DESCRIPTION OF THE TASK | With the pictures omitted, write out the entries that follow exactly as they stand.

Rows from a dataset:
★ ★ ★ ★ ★ ★ ★
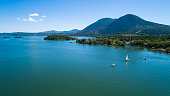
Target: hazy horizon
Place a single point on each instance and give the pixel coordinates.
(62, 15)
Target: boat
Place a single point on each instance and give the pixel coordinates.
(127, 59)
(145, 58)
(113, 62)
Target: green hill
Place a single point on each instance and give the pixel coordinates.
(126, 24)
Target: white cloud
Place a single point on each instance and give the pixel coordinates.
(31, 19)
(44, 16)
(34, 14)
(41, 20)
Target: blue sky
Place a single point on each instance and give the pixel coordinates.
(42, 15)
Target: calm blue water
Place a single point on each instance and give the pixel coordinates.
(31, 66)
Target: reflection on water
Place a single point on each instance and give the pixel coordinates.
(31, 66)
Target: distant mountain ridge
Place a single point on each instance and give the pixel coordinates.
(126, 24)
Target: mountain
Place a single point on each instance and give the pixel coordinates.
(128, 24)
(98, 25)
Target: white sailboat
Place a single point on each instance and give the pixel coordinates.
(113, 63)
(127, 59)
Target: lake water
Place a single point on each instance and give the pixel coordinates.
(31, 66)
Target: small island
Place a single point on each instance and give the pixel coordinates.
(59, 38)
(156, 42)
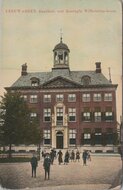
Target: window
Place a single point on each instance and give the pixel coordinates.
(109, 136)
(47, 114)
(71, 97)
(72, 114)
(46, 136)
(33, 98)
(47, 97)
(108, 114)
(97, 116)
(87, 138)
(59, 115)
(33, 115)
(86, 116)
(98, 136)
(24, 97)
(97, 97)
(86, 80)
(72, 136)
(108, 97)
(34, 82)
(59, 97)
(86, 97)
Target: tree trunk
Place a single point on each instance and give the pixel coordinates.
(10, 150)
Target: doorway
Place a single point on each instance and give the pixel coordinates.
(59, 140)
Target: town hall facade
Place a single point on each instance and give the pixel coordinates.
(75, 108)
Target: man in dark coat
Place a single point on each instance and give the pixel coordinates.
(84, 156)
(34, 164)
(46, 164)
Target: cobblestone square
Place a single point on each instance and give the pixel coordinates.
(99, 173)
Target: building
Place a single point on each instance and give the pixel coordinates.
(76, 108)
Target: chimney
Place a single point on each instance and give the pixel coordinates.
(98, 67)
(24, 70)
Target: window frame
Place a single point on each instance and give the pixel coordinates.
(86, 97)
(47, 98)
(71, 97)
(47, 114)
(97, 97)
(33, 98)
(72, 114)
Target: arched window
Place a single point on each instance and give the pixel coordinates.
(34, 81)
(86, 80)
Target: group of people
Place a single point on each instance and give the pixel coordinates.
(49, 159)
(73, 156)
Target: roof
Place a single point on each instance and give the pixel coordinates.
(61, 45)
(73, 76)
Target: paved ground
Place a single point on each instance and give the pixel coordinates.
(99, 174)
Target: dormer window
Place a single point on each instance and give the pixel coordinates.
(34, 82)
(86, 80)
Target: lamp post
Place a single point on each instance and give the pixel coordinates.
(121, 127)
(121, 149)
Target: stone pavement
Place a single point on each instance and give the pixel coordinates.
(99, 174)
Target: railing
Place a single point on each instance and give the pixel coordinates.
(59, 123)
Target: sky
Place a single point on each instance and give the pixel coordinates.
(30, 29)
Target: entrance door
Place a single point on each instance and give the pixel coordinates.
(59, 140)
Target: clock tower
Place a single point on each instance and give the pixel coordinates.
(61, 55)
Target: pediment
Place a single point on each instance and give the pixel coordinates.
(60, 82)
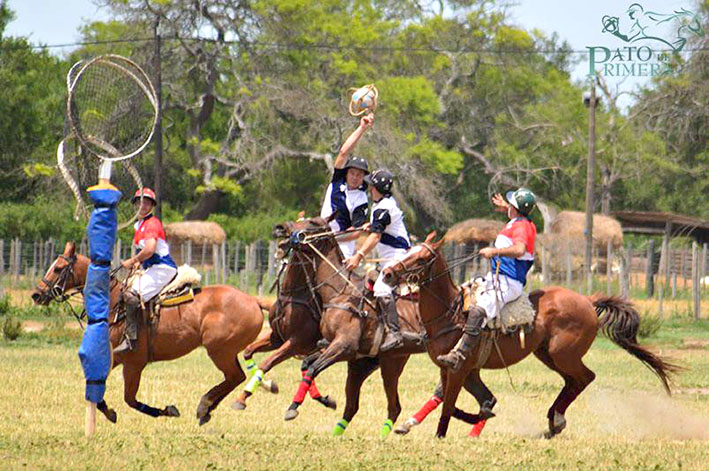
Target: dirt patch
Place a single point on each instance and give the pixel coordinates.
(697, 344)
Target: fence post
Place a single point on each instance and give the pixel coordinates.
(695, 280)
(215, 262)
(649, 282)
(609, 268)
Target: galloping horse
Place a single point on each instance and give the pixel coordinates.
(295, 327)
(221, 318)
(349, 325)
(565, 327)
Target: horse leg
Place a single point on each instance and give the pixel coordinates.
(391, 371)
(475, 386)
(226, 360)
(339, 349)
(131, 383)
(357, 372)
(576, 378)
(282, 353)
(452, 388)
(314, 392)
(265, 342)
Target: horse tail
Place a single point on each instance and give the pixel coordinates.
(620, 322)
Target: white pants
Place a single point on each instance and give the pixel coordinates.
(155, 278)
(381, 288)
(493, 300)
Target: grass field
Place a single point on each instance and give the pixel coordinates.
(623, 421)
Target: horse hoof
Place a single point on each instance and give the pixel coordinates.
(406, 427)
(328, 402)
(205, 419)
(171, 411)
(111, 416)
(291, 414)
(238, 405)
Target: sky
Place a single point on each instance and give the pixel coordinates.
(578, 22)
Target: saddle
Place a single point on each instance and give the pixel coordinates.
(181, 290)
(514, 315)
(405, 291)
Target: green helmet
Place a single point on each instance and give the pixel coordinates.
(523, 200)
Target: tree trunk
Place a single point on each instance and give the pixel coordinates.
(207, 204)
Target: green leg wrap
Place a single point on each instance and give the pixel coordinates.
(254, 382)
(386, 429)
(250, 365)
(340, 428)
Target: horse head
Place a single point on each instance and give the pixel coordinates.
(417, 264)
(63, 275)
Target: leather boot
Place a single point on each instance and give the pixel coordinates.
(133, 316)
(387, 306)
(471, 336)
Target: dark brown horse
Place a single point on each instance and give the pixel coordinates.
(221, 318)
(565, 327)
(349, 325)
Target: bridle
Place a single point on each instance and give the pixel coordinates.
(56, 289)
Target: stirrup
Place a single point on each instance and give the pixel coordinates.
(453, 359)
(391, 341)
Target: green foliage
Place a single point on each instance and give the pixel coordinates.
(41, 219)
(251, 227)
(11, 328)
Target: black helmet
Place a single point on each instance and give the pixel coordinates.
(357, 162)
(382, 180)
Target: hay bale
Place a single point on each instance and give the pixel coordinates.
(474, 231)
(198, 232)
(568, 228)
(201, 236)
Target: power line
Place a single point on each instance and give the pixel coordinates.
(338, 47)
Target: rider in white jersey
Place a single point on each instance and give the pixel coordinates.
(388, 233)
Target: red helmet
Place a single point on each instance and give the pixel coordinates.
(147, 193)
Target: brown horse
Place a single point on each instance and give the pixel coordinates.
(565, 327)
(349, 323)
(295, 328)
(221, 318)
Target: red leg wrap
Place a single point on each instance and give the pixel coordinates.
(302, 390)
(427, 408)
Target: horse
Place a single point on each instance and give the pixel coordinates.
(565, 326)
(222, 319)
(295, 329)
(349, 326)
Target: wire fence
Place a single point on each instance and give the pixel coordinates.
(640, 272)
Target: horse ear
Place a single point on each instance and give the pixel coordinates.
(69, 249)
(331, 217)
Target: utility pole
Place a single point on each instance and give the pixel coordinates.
★ ★ ★ ★ ★ ★ ★
OUTPUT FOR THIS TASK |
Target: hazy horizon
Place a single point on each instance and give the pixel coordinates.
(62, 15)
Target: boat
Place a single point on each instance and give the pixel coordinates.
(127, 59)
(145, 58)
(113, 62)
Target: green hill
Place a single point on each instance and give the pixel coordinates.
(126, 24)
Target: white cloud
Place a single point on each instance and give the pixel coordinates.
(31, 19)
(44, 16)
(34, 14)
(41, 20)
Target: blue sky
Place a single point on each instance and give the pixel coordinates.
(42, 15)
Target: calm blue water
Place a single point on each instance and give the pixel coordinates.
(31, 66)
Target: reflection on water
Place a single point on each instance and give the pixel coordinates.
(31, 66)
Target: distant mountain ridge
Place a single point on each instance and give the pixel coordinates.
(126, 24)
Target: mountain
Place a single point on each instance and give the pixel coordinates.
(128, 24)
(98, 25)
Target: white sailboat
Place a single point on each instance and give the pixel coordinates.
(113, 63)
(127, 59)
Target: lake water
Place a single point on each instance and give the pixel coordinates.
(31, 66)
Target: small island
Place a single point on each instance and give the pixel coordinates.
(59, 38)
(156, 42)
Target: window
Place a single point on each instance and give the pixel coordinates.
(109, 136)
(47, 114)
(71, 97)
(72, 114)
(46, 136)
(33, 98)
(47, 97)
(108, 114)
(97, 116)
(87, 138)
(59, 115)
(33, 115)
(86, 116)
(98, 136)
(24, 97)
(97, 97)
(86, 80)
(72, 136)
(108, 97)
(34, 82)
(59, 97)
(86, 97)
Target: tree trunk
Place a single point on each instance and give the pixel coordinates.
(10, 150)
Target: doorway
Place a single point on each instance and give the pixel coordinates.
(59, 140)
Target: town hall facade
Place a single point on each instance and give the pixel coordinates.
(75, 108)
Target: man in dark coat
Place a single point on each instance and give the pixel coordinates.
(84, 156)
(34, 164)
(46, 164)
Target: cobblestone square
Place a single point on each instance and give the pixel coordinates.
(99, 173)
Target: building
Place a single point on each instance and give the pixel coordinates.
(76, 108)
Target: chimney
Place a single point on each instance and give the pixel coordinates.
(98, 67)
(24, 70)
Target: window frame
Place a single point on each instance and give the pixel coordinates.
(86, 97)
(47, 98)
(71, 97)
(47, 114)
(97, 97)
(33, 98)
(72, 114)
Target: arched window
Place a single point on each instance and give the pixel coordinates.
(34, 81)
(86, 80)
Target: group of people
Place a single point on each instance and give the pixel coordinates.
(49, 159)
(73, 156)
Target: roof
Place a single point on each instance and give the pixel coordinates.
(61, 45)
(73, 76)
Target: paved ground
Place a single point on each instance and give the pixel coordinates.
(99, 174)
Target: dormer window
Place a single point on each instance and give the pixel coordinates.
(34, 82)
(86, 80)
Target: lamp post
Place a single point on each instance and give the pixel coordinates.
(121, 127)
(121, 149)
Target: stone pavement
Place a single point on each instance and give the pixel coordinates.
(99, 174)
Target: railing
Place a single point on each instance and give the pixel coordinates.
(59, 123)
Target: sky
Place a single point on each instance and give the pixel coordinates.
(30, 29)
Target: entrance door
Place a single point on each instance and give the pixel coordinates.
(59, 140)
Target: clock tower
Place a single point on each instance and give the pixel coordinates.
(61, 55)
Target: pediment
Place a single point on each instance and give the pixel coordinates.
(60, 82)
Target: dirt patch
Place a single point on each instance and give the pixel coordinates.
(697, 344)
Target: fence post
Place a single point on each instance and give the pixel coordinates.
(695, 280)
(215, 262)
(649, 282)
(609, 268)
Target: galloping horse
Place a single point on each instance and give the pixel coordinates.
(295, 327)
(221, 318)
(349, 325)
(565, 327)
Target: horse leg
Place a single point on each instance and give the pixel coordinates.
(391, 371)
(475, 386)
(226, 360)
(339, 349)
(131, 383)
(357, 372)
(576, 378)
(282, 353)
(452, 388)
(314, 392)
(265, 342)
Target: horse tail
Place a single point on each instance and give the pixel coordinates.
(620, 322)
Target: white pants
Place a single point on each instance and give the pixel coordinates.
(155, 278)
(381, 288)
(493, 300)
Target: grass field
Place a single point on each instance and give the pixel coordinates.
(623, 421)
Target: horse hoof
Place a single point on each instance and give the pixel coordinates.
(406, 427)
(328, 402)
(205, 419)
(171, 411)
(111, 416)
(291, 414)
(238, 405)
Target: sky
Place a single point on each instance and give the pixel coordinates.
(578, 22)
Target: saddle
Place a single point on each instance and give the pixel coordinates.
(181, 290)
(514, 315)
(405, 291)
Target: green helmet
Place a single point on each instance and give the pixel coordinates.
(523, 200)
Target: tree trunk
Place a single point on each instance and give the pixel coordinates.
(207, 204)
Target: green leg wrap
Place a single point on each instance and give the pixel coordinates.
(254, 382)
(386, 429)
(250, 365)
(340, 428)
Target: horse head
Place a single point on each instance and give the pixel coordinates.
(417, 264)
(63, 275)
Target: leather boot
Place a single point on each instance and give the pixel coordinates.
(133, 316)
(387, 306)
(471, 336)
Target: dark brown horse
Place a single point on each instance and give the pixel coordinates.
(221, 318)
(565, 327)
(349, 325)
Target: bridle
Place a single point on each instance and give the pixel coordinates.
(56, 289)
Target: stirrup
Place a single point on each instance and give the pixel coordinates.
(453, 359)
(391, 341)
Target: green foliage
Place a single point on each instance and give the pixel coordinates.
(41, 219)
(251, 227)
(11, 328)
Target: black helmet
Place a single point on each instance and give the pixel coordinates.
(357, 162)
(382, 180)
Target: hay bale
Place a single point on each instance and give the pixel coordinates.
(474, 231)
(198, 232)
(568, 228)
(201, 236)
Target: power line
Place a single point on each instance and give the pixel coordinates.
(338, 47)
Target: rider in white jersey
Place a single point on each instance and give the pixel coordinates.
(388, 233)
Target: red helmet
Place a single point on each instance and give the pixel coordinates.
(147, 193)
Target: brown horse
Place a single point on each instance and give the pixel coordinates.
(565, 327)
(349, 323)
(295, 328)
(221, 318)
Target: red leg wrap
Place a single point on each instance and give the pixel coordinates.
(302, 390)
(427, 408)
Target: horse
Place a single point on each instance and give the pixel coordinates.
(565, 326)
(222, 319)
(295, 329)
(349, 326)
Target: wire fence
Place a single point on each instance and give the pixel coordinates.
(640, 272)
Target: horse ear
Place a single point on each instance and give the pixel coordinates.
(69, 249)
(331, 217)
Target: utility pole
Place a single point on each instance and give the pixel coordinates.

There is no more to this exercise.